__What is required__:
Every line containing "below" should be copied out. Go through the entries and find them.

__Working data__:
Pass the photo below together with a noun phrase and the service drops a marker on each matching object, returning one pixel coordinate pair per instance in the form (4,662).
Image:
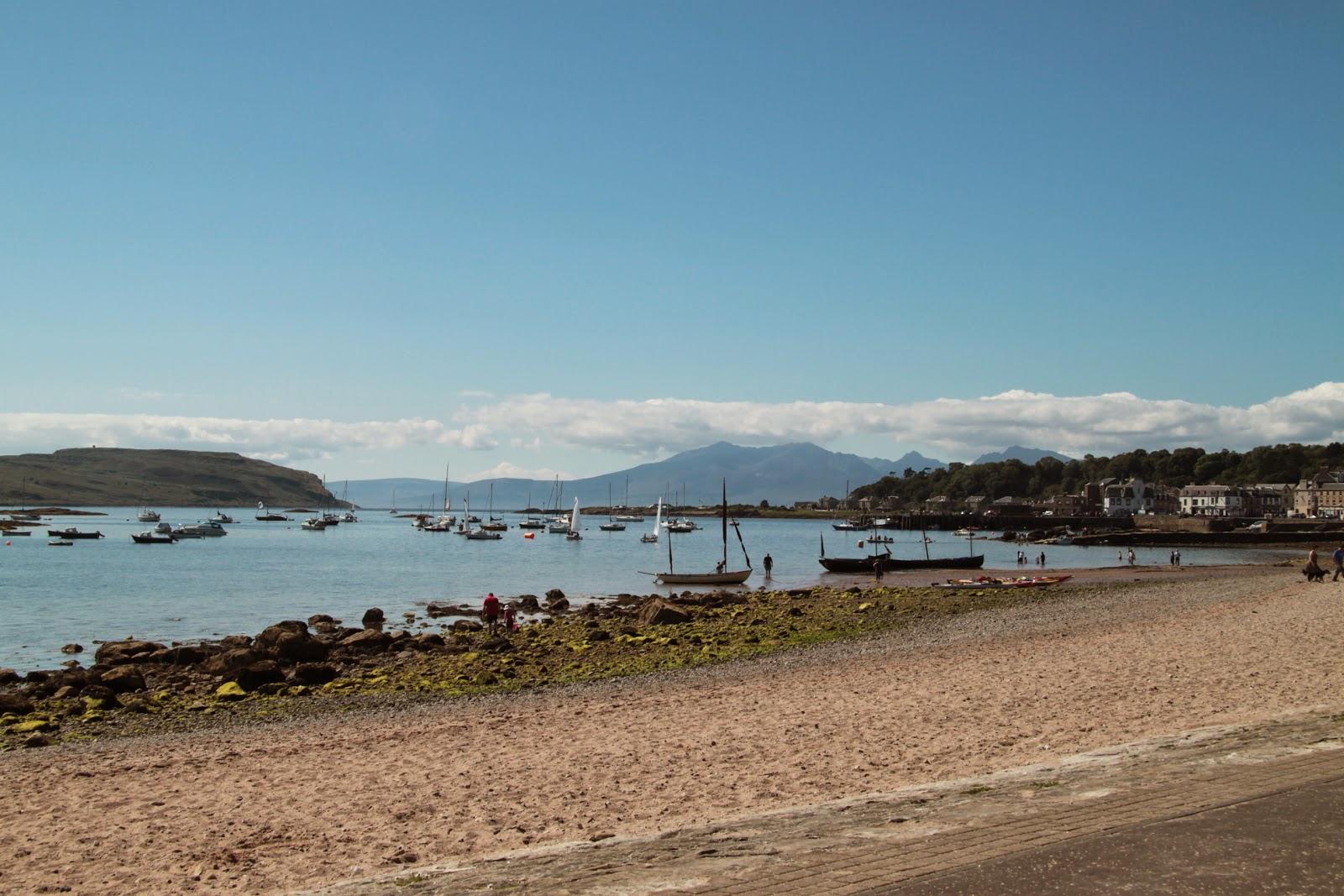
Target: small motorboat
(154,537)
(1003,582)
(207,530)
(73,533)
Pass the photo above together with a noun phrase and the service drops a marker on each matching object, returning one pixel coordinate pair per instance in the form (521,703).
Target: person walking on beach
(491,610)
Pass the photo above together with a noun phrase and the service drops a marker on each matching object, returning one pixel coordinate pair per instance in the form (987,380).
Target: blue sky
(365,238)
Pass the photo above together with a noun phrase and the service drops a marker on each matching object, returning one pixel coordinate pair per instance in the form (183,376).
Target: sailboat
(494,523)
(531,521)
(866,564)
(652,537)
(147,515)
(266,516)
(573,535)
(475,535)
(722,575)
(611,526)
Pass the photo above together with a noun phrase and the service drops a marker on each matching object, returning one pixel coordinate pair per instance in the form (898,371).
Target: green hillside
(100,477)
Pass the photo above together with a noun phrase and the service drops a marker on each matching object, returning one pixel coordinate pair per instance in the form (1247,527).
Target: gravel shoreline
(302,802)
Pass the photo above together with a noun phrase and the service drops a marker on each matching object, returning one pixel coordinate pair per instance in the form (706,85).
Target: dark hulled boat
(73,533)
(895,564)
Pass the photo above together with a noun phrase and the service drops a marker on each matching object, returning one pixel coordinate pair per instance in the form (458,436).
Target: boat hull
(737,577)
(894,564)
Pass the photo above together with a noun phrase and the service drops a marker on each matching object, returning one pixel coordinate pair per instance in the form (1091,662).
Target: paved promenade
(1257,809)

* * *

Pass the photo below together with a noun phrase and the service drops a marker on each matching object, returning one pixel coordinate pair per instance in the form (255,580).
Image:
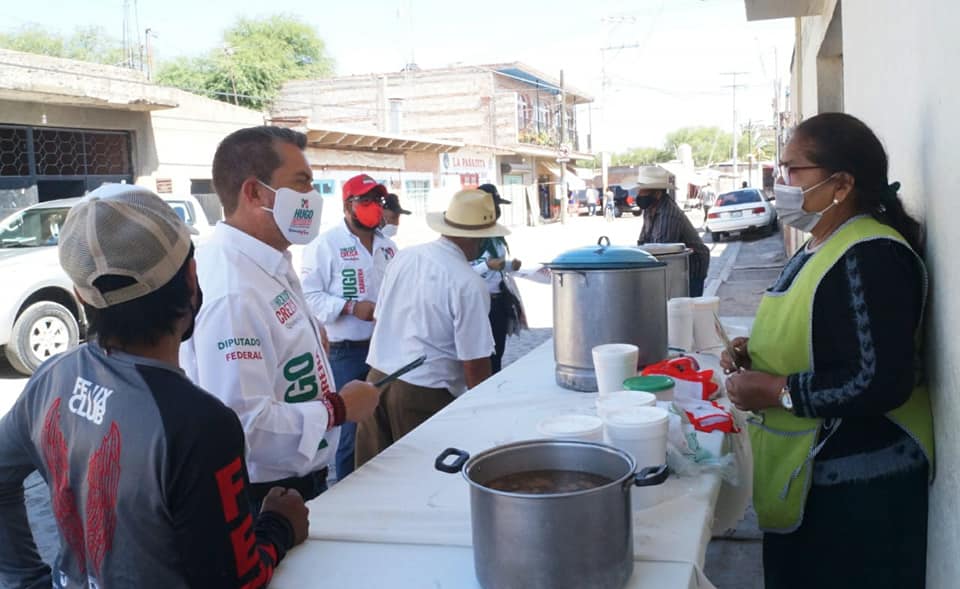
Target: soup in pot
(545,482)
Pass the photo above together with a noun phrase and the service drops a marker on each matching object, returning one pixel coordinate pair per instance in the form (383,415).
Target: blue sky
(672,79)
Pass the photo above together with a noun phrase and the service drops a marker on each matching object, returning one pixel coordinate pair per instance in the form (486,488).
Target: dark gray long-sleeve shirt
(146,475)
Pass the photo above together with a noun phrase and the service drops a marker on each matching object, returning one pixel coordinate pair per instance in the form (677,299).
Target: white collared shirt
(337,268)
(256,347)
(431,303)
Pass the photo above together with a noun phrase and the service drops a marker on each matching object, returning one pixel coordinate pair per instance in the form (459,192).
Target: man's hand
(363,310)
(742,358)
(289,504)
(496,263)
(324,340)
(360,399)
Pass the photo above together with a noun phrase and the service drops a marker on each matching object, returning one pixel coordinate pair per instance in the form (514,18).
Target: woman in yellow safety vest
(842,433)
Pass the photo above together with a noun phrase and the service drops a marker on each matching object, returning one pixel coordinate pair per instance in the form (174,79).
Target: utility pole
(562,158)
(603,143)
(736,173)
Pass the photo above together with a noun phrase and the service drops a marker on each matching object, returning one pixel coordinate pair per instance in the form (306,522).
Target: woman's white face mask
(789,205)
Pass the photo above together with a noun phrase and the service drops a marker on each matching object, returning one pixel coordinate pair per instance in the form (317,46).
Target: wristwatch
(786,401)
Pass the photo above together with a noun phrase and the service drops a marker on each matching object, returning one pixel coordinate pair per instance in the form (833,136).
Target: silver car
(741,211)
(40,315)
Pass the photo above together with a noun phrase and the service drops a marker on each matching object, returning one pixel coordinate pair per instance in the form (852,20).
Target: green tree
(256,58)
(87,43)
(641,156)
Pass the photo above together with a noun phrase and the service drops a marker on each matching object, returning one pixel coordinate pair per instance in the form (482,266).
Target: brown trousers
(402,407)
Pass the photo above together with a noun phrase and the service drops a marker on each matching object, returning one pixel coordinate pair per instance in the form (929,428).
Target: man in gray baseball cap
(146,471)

* * *

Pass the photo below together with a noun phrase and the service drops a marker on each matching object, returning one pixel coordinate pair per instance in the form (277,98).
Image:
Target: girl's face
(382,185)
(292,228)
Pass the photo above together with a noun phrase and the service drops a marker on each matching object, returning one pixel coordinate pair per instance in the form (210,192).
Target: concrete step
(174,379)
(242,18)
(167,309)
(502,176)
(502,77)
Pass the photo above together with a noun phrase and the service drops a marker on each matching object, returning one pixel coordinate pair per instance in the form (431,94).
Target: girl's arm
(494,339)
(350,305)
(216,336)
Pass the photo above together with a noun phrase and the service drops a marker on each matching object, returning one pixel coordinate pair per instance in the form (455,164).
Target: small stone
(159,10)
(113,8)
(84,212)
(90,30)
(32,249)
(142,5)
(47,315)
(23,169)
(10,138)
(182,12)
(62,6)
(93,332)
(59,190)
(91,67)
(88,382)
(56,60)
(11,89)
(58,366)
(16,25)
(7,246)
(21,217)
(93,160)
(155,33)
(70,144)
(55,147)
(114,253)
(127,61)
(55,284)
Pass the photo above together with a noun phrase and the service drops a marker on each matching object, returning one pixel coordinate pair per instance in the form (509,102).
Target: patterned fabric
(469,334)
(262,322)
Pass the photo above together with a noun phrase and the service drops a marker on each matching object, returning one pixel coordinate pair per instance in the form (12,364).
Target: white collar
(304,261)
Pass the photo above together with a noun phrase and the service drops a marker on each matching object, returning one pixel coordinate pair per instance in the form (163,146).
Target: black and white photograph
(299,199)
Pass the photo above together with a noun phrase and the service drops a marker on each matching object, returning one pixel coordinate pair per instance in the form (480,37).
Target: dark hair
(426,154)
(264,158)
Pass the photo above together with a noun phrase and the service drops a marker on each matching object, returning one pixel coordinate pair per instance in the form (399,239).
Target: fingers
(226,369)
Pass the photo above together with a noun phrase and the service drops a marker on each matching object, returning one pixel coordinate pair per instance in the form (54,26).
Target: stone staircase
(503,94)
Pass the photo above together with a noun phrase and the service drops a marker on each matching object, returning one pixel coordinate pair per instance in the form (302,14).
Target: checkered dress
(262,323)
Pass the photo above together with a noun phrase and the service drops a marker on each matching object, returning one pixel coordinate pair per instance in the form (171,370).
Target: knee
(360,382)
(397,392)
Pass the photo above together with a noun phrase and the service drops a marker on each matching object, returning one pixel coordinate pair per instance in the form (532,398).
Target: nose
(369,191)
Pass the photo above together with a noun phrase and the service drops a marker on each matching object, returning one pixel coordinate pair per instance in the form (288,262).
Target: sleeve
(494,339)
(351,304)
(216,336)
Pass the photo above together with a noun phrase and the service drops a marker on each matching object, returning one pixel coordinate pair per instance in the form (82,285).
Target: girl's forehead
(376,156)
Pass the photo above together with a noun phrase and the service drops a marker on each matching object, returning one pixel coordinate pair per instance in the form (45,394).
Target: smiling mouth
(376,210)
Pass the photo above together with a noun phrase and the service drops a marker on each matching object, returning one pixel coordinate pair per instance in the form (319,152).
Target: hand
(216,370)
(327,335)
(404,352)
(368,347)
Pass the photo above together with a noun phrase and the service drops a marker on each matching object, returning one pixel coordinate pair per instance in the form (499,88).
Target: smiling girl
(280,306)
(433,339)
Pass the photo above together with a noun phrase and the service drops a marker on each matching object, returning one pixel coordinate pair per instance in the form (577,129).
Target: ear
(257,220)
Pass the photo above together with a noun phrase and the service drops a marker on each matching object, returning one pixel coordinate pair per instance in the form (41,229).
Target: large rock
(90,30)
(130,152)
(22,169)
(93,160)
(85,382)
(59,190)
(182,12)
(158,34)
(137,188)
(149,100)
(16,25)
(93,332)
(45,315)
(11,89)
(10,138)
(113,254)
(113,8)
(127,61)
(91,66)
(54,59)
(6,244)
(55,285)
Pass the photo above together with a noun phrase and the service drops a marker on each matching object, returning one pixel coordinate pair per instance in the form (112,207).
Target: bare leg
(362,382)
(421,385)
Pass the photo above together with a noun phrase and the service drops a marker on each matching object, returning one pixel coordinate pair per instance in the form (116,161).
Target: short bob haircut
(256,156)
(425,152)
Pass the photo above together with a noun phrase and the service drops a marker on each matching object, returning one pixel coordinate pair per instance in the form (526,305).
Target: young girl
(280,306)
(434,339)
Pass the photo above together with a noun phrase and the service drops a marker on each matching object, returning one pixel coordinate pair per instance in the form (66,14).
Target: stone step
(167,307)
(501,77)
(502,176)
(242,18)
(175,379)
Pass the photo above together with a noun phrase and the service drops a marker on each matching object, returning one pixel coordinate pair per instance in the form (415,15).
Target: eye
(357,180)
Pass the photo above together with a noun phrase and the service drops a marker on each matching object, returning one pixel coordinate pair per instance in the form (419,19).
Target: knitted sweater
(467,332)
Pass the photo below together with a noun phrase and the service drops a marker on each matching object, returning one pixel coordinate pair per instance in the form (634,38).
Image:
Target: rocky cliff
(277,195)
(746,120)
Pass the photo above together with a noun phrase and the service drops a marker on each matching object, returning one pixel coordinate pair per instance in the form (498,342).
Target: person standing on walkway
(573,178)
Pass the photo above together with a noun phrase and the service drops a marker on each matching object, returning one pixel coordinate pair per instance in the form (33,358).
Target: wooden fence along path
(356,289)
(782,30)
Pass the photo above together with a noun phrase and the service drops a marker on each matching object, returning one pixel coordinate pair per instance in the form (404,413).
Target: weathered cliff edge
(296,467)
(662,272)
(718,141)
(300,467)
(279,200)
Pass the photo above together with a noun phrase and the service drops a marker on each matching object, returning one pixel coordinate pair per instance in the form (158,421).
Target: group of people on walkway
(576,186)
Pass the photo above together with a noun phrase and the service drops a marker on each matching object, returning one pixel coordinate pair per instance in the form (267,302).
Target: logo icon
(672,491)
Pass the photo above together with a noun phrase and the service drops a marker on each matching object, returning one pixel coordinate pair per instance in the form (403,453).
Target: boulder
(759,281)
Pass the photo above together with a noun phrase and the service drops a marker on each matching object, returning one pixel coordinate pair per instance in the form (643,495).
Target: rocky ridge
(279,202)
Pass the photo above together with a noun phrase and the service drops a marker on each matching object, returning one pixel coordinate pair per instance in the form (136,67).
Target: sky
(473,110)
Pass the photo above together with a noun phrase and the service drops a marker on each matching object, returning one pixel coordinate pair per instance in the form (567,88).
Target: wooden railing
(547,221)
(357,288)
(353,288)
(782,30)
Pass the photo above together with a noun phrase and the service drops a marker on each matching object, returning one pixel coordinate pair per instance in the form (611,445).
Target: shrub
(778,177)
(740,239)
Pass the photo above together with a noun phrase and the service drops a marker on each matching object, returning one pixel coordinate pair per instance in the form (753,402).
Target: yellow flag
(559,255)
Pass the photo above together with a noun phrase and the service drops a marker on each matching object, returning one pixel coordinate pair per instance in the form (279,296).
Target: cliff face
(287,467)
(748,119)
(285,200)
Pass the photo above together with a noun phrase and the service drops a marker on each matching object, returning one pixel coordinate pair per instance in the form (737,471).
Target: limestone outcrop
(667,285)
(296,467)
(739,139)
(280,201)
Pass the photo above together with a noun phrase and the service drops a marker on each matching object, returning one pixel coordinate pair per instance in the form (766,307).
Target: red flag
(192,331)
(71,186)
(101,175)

__Response area__:
Pass the photo below together with a noun phrase and the service drops a marker on each matching object, returning one pixel coordinate pair per instance in the form (4,662).
Pass the photo below together with a noun phrase and the service drops a marker on each matching object, returning one pixel coordinate pair per instance in the form (255,580).
Pass the photo below together with a noun phrase and the service drops a marker on each matching object, returning one pixel coordinate pair per instance in the form (277,98).
Pass the photo below together with a noun phrase and the service drops a marker on each matching object, returning one pixel coordinate pair per instance in the form (634,38).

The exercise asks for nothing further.